#### [SOURCE DATA]
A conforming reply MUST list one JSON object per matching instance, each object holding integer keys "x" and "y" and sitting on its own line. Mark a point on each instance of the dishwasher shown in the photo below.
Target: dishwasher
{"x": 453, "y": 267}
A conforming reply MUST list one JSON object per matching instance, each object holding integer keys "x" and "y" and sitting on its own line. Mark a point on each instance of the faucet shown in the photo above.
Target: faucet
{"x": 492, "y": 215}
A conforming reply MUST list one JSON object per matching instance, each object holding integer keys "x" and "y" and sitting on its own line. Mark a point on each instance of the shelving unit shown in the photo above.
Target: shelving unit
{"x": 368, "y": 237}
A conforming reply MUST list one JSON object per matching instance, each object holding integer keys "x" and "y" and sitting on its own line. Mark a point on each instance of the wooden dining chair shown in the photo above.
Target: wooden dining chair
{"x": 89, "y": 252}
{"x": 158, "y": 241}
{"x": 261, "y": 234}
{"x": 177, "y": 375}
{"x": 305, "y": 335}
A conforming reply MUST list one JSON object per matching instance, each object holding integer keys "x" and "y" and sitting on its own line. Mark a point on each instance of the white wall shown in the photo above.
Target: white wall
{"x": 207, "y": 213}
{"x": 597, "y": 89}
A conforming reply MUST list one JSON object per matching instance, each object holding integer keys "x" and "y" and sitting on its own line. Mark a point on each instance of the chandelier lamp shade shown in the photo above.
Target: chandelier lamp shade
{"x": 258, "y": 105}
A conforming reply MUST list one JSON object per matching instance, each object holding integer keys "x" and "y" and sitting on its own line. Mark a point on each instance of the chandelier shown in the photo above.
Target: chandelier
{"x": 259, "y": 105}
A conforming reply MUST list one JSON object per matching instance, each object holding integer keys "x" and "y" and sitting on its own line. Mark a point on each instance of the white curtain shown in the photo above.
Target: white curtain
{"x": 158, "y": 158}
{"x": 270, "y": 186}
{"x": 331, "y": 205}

#### [INSTRUCTIONS TO FOLLOW]
Copy, without any change, the lines from the one that contains "shade shown in the photo above." to the final line of the entries above.

#### [TASK OUTPUT]
A conforming reply MUST list one JSON object per matching instance, each object holding integer keys "x" and "y" and sitting on its own line. Mark a point on each instance of the chandelier lamp shade shown in the photo above.
Target: chandelier lamp shade
{"x": 258, "y": 105}
A conforming reply MUST list one JSON object per matching instance, each object holding integer keys "x" and "y" and sitting on its own line. Mark a point on each instance of the chandelier shown in the photo above.
Target: chandelier
{"x": 259, "y": 105}
A conforming reply MUST list one JSON object per matching instance, each object holding integer keys "x" and "y" and sitting on its own line. Mark a point on each instance of the white curtain shown in the photo above.
Target: white curtain
{"x": 158, "y": 158}
{"x": 270, "y": 186}
{"x": 331, "y": 205}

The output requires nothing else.